Pointing and labeling lines:
---*---
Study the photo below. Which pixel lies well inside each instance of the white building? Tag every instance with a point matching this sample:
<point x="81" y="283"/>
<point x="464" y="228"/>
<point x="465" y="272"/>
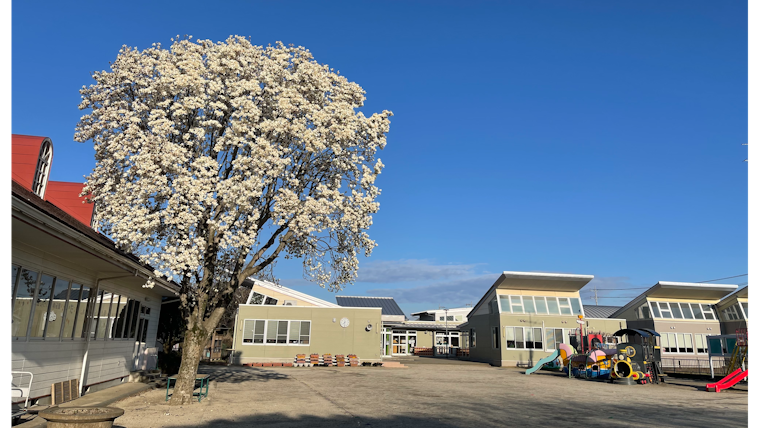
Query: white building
<point x="78" y="306"/>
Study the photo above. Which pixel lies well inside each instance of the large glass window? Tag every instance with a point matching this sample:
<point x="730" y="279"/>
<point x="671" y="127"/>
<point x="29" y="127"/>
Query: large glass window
<point x="700" y="343"/>
<point x="505" y="306"/>
<point x="22" y="308"/>
<point x="665" y="310"/>
<point x="516" y="304"/>
<point x="41" y="306"/>
<point x="86" y="302"/>
<point x="276" y="332"/>
<point x="14" y="282"/>
<point x="529" y="305"/>
<point x="707" y="311"/>
<point x="540" y="305"/>
<point x="551" y="302"/>
<point x="57" y="313"/>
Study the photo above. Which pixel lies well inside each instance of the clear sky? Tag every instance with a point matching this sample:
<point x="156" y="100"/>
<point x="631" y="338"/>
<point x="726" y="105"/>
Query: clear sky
<point x="588" y="137"/>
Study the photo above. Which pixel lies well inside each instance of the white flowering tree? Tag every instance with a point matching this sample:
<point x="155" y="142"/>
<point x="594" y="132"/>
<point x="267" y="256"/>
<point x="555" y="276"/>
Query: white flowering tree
<point x="215" y="159"/>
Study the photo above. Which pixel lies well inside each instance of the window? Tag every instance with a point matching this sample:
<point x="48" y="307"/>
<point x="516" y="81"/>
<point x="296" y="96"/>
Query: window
<point x="700" y="343"/>
<point x="541" y="305"/>
<point x="686" y="310"/>
<point x="685" y="344"/>
<point x="276" y="332"/>
<point x="551" y="302"/>
<point x="505" y="307"/>
<point x="665" y="310"/>
<point x="707" y="311"/>
<point x="541" y="308"/>
<point x="261" y="299"/>
<point x="668" y="342"/>
<point x="676" y="309"/>
<point x="43" y="168"/>
<point x="516" y="304"/>
<point x="529" y="305"/>
<point x="680" y="343"/>
<point x="576" y="306"/>
<point x="697" y="310"/>
<point x="524" y="338"/>
<point x="554" y="336"/>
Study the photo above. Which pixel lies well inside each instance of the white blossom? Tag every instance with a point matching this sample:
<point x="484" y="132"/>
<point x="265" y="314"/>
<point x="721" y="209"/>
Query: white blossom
<point x="213" y="159"/>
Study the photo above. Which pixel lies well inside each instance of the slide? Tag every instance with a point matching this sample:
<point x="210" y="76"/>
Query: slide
---*---
• _Short exercise_: Rewrite all of the lines above with "Tag every instance" switched to "Mark each instance" wherever it occurs, keeping everything else unchanged. Leave the pictures out.

• _Solution for this problem_:
Study the photo below. Which pixel lies well inside each instance of the white building? Mark each instance with a point matching this sample:
<point x="81" y="283"/>
<point x="464" y="228"/>
<point x="465" y="272"/>
Query: white building
<point x="78" y="306"/>
Study the photo above. Which pixel lies well inside each instance of the large glass window? Mark each instance with a point matching this sample:
<point x="730" y="279"/>
<point x="671" y="127"/>
<point x="29" y="127"/>
Query: large glass window
<point x="700" y="343"/>
<point x="505" y="306"/>
<point x="22" y="308"/>
<point x="665" y="310"/>
<point x="516" y="304"/>
<point x="41" y="306"/>
<point x="86" y="302"/>
<point x="276" y="332"/>
<point x="14" y="282"/>
<point x="529" y="305"/>
<point x="707" y="311"/>
<point x="540" y="305"/>
<point x="551" y="302"/>
<point x="57" y="313"/>
Study the photo above. Which pixel lies well inside each instance of the clear sky? Mark each instance with a point matching this sample:
<point x="156" y="100"/>
<point x="631" y="338"/>
<point x="726" y="105"/>
Query: clear sky
<point x="588" y="137"/>
Study the photo above. Which pixel lies well inside each instance of the white flowering tree? Mark each instance with a point matching this sample:
<point x="155" y="142"/>
<point x="594" y="132"/>
<point x="267" y="256"/>
<point x="555" y="276"/>
Query: white flowering tree
<point x="215" y="159"/>
Study the photo above. Which pixel lies well inside each instance of the window? Mark each instance with a point matching this sample:
<point x="48" y="307"/>
<point x="516" y="81"/>
<point x="296" y="96"/>
Query: window
<point x="700" y="343"/>
<point x="541" y="305"/>
<point x="686" y="310"/>
<point x="685" y="344"/>
<point x="276" y="332"/>
<point x="551" y="302"/>
<point x="505" y="307"/>
<point x="665" y="310"/>
<point x="707" y="311"/>
<point x="541" y="308"/>
<point x="261" y="299"/>
<point x="668" y="342"/>
<point x="676" y="309"/>
<point x="43" y="168"/>
<point x="516" y="304"/>
<point x="529" y="305"/>
<point x="680" y="343"/>
<point x="576" y="306"/>
<point x="697" y="310"/>
<point x="524" y="338"/>
<point x="554" y="336"/>
Study the photo above. Which pixel lies well inside each instance of the white blossom? Mark each instance with a point matching this sample:
<point x="484" y="132"/>
<point x="265" y="314"/>
<point x="721" y="209"/>
Query: white blossom
<point x="213" y="159"/>
Study the photo above. Which pixel lies well inside each instance of the slide? Mark each instance with a point matching this sample:
<point x="210" y="76"/>
Query: slide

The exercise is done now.